### EXERCISE PROMPT
Locate each line in the records that contains the word "rusty" and copy those lines in order.

### DATA SUPPLIED
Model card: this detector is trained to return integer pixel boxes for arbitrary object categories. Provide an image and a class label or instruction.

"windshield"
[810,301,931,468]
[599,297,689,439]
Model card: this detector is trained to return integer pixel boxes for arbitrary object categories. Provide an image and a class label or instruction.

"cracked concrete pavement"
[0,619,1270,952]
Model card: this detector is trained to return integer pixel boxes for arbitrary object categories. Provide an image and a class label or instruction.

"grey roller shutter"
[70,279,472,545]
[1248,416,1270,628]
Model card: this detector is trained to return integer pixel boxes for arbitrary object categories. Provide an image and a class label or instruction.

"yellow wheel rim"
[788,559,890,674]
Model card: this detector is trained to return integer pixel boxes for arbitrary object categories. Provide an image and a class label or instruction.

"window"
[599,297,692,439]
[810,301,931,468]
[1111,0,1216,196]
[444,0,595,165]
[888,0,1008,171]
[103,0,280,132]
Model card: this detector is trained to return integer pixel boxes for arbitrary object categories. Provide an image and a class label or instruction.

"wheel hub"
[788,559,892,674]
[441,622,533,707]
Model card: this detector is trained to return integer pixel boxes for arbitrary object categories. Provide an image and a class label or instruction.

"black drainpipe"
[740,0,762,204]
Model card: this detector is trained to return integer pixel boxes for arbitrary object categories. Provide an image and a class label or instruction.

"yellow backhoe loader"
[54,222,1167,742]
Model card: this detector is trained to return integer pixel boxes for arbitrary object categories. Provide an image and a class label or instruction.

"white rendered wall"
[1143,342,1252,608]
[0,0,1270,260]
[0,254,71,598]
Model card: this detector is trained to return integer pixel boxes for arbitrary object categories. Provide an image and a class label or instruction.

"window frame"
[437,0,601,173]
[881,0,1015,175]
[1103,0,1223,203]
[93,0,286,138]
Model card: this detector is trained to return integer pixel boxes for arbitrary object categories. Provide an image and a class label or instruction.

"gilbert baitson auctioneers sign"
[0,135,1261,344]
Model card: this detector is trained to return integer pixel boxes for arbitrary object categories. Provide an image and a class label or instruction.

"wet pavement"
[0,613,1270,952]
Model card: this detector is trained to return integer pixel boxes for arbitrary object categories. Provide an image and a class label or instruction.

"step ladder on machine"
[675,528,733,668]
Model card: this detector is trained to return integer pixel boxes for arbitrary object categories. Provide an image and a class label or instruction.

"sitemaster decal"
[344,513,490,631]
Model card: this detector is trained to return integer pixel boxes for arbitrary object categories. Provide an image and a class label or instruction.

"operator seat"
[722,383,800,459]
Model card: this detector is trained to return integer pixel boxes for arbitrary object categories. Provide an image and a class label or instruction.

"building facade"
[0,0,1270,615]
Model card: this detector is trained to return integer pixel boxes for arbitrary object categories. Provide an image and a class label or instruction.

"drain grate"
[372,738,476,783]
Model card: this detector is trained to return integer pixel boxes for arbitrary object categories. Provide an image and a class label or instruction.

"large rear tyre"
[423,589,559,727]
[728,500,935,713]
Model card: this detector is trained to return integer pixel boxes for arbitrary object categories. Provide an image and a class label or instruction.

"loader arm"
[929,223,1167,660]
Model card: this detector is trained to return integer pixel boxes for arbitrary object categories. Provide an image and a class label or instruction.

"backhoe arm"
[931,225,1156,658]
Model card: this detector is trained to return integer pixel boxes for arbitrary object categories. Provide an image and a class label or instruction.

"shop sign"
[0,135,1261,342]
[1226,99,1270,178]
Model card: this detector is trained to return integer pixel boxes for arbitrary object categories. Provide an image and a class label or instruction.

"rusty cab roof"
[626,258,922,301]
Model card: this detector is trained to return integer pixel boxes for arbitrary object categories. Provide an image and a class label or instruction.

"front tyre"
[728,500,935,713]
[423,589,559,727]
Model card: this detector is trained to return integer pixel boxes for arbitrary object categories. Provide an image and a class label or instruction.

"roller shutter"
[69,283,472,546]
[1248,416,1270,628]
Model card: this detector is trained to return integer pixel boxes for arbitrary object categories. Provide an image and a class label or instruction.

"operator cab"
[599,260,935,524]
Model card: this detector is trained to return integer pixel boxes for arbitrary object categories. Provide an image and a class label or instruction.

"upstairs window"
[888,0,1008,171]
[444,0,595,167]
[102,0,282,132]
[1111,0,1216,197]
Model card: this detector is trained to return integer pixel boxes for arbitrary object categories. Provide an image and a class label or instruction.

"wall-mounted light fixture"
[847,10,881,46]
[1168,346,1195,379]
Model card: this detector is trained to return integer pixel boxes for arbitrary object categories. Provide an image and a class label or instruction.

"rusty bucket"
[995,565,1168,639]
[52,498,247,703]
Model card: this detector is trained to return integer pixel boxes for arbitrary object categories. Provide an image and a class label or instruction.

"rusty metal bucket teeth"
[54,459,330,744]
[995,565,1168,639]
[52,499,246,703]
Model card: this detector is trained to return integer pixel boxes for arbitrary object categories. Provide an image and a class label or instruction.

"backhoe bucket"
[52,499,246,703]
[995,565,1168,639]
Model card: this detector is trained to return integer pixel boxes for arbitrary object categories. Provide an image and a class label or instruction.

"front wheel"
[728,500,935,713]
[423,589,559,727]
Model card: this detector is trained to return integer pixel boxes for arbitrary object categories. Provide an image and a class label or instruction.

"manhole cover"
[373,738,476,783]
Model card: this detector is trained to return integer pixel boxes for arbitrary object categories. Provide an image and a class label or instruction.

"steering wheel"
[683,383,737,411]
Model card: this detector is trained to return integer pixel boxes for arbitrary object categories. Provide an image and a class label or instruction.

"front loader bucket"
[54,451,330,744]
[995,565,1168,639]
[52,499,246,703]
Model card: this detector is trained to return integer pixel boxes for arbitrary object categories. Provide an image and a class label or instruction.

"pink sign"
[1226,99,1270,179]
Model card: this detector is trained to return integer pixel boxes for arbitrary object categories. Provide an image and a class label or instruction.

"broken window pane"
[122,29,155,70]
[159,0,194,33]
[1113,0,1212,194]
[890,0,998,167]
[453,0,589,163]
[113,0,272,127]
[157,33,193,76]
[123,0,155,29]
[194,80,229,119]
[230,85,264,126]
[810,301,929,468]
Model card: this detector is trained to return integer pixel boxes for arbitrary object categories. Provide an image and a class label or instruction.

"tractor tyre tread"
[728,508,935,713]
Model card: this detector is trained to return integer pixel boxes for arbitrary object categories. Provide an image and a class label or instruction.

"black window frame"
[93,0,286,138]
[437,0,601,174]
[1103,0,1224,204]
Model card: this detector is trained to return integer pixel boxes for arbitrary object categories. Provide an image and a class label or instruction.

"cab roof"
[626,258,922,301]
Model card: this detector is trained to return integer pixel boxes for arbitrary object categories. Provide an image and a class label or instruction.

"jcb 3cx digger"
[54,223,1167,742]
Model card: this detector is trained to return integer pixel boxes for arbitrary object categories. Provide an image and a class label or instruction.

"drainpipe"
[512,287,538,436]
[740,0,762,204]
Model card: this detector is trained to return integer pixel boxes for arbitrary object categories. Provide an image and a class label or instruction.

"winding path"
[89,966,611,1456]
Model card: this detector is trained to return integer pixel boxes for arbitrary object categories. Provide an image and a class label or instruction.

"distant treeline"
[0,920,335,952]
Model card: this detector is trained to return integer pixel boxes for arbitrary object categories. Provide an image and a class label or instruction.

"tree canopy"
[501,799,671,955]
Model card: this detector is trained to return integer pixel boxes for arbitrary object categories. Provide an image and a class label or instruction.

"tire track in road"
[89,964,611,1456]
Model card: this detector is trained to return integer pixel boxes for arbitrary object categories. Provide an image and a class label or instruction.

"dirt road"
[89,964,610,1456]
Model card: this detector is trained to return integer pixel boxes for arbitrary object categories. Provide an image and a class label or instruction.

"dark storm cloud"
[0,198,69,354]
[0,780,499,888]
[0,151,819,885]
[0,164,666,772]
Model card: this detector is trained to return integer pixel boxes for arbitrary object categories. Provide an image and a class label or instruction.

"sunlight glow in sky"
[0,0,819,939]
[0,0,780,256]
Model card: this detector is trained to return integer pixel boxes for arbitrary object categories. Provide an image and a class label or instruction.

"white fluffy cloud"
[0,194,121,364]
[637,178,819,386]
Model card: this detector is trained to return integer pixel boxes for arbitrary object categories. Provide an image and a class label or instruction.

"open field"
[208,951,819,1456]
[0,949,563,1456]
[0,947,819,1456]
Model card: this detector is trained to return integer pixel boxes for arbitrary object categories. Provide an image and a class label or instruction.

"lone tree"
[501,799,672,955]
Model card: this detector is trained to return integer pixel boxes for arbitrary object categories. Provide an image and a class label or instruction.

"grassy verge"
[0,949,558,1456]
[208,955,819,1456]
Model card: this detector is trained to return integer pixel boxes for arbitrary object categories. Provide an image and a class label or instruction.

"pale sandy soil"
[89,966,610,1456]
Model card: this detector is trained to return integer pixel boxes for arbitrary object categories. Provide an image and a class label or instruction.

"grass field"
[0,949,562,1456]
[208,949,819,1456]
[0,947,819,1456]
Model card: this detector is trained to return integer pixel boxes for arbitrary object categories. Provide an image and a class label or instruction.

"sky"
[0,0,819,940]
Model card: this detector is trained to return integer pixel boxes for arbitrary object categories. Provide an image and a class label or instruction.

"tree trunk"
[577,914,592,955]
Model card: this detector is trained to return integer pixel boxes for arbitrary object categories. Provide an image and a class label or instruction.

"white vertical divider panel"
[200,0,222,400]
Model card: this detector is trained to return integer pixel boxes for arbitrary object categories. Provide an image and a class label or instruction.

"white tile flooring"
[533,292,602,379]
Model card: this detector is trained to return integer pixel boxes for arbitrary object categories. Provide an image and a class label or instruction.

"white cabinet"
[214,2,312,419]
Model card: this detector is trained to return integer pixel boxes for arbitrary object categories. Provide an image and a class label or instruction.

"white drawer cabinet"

### RESULT FOR THIS TASK
"rusty cab roof"
"rusty bucket"
"rusty metal bucket teeth"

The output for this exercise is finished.